A word-for-word repeat of the records below is what this calls for.
[Opening DATASET RECORDS section]
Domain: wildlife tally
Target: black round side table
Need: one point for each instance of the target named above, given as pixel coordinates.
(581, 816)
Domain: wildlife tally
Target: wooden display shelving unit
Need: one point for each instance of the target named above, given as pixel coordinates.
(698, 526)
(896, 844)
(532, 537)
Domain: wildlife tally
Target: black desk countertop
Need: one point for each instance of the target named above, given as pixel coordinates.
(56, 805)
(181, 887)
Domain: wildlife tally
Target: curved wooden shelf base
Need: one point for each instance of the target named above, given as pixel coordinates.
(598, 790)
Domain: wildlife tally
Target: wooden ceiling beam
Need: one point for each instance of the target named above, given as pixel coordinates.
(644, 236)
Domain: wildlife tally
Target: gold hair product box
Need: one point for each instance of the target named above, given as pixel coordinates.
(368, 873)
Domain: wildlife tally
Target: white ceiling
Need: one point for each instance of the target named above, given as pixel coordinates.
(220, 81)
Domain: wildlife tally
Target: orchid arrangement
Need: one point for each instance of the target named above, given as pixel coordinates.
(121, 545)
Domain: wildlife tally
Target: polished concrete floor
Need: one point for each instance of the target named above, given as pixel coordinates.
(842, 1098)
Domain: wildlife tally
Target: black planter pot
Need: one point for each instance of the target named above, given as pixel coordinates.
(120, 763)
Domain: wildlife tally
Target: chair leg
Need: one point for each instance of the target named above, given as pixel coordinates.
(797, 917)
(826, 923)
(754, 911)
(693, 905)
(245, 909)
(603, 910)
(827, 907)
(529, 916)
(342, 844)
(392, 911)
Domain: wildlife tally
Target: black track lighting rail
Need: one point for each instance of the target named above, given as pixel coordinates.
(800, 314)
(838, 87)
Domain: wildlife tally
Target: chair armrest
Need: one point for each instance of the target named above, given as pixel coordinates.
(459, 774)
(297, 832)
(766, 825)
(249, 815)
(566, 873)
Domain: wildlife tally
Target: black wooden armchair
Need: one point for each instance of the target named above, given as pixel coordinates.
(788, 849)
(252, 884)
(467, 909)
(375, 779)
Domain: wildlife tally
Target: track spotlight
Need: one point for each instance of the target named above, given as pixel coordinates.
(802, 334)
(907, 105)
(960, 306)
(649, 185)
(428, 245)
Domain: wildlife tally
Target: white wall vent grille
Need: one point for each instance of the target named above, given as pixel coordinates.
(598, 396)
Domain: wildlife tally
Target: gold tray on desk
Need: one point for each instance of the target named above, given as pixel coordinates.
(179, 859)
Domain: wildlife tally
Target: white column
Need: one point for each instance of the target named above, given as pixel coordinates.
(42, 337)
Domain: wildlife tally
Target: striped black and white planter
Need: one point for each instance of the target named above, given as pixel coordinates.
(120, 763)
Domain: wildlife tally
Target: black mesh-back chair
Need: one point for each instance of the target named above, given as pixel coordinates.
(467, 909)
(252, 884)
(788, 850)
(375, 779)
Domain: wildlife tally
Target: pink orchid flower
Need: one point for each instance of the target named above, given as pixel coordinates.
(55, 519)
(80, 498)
[Closing DATASET RECORDS section]
**WRITTEN SOLUTION:**
Domain: wildlife tally
Target: black round side table
Need: one point for each instance of the target named above, given as pixel coordinates.
(581, 816)
Domain: wildlife tally
Target: wooden display shelving unit
Need: one point for each instance of the target named above, given as pixel coordinates.
(698, 526)
(896, 844)
(532, 537)
Domain: wildlife tally
Target: black desk countertop
Need: one point for each instance of the target named above, given as pixel coordinates.
(56, 805)
(181, 887)
Domain: wildlife tally
Target: curved wooden shelf base
Need: one point for each instance of the target named above, given as pixel coordinates.
(598, 790)
Domain: wildlife tally
Target: wooden ceiling beam
Need: one point for each instance of the target named above, given as pixel coordinates.
(644, 236)
Domain: wildlife tally
Target: gold hair product box
Need: one point for each instance of the target named above, given as pixel coordinates.
(368, 873)
Domain: wildlife tally
Target: white ceiling
Need: one point for each instance of the target named above, given as pixel coordinates.
(220, 81)
Domain: wildlife tally
Target: orchid arrangement
Need: one point for each instance of the target named above, given as pixel coordinates.
(121, 545)
Domain: wildlife tally
Target: polished concrete floor
Need: one point for each instance of the target named above, given as pixel coordinates.
(842, 1098)
Domain: wildlife tally
Target: black planter pot
Need: one point for each instance of the target named above, given as pixel coordinates.
(120, 763)
Domain: wildlife tally
Target: chair leg
Need: one point for each instance of the target named above, given as pixel coordinates.
(797, 917)
(826, 923)
(754, 911)
(693, 905)
(245, 909)
(603, 910)
(827, 907)
(529, 916)
(342, 844)
(392, 911)
Domain: wildlife tally
Target: black track lighting rail
Need: one point for each instance of the target named above, given as pixel coordinates.
(800, 314)
(838, 87)
Domain: wildlife tally
Target: chair armrest
Need: one point for each instance of the target named above, given as pixel coordinates.
(459, 774)
(297, 832)
(766, 825)
(249, 815)
(566, 873)
Domain: wildlife tally
Target: black wooden armchair
Need: one point for each instance of the target named above, given as pixel coordinates.
(788, 849)
(252, 884)
(467, 909)
(375, 779)
Domain: wildlife tally
Target: track spotlight
Need: one point for each instance of the target named above, given as pixel coordinates.
(802, 334)
(907, 105)
(960, 306)
(649, 185)
(428, 245)
Domain: wildlife tally
Target: white wall vent grille
Need: one point for each instance of the target named above, given as pixel coordinates.
(598, 396)
Domain: wildlife tally
Target: gold tray on desk
Need: one point for each instance of the target named above, given as pixel coordinates.
(179, 859)
Domain: wildlife tally
Target: white column
Need: one point for each instance of the target named above, given as pixel coordinates.
(42, 337)
Domain: wildlife tally
Target: striped black and white planter
Need: one point for each instance of the target named above, given as pixel coordinates.
(120, 763)
Domain: wildlife tally
Target: black mesh-back chair
Need: one point for each instance of the target named above, given as pixel coordinates.
(467, 909)
(252, 884)
(788, 850)
(375, 779)
Domain: wildlife tally
Target: pink orchid flower
Need: one point for each instance of the target named above, given as pixel coordinates.
(55, 519)
(80, 498)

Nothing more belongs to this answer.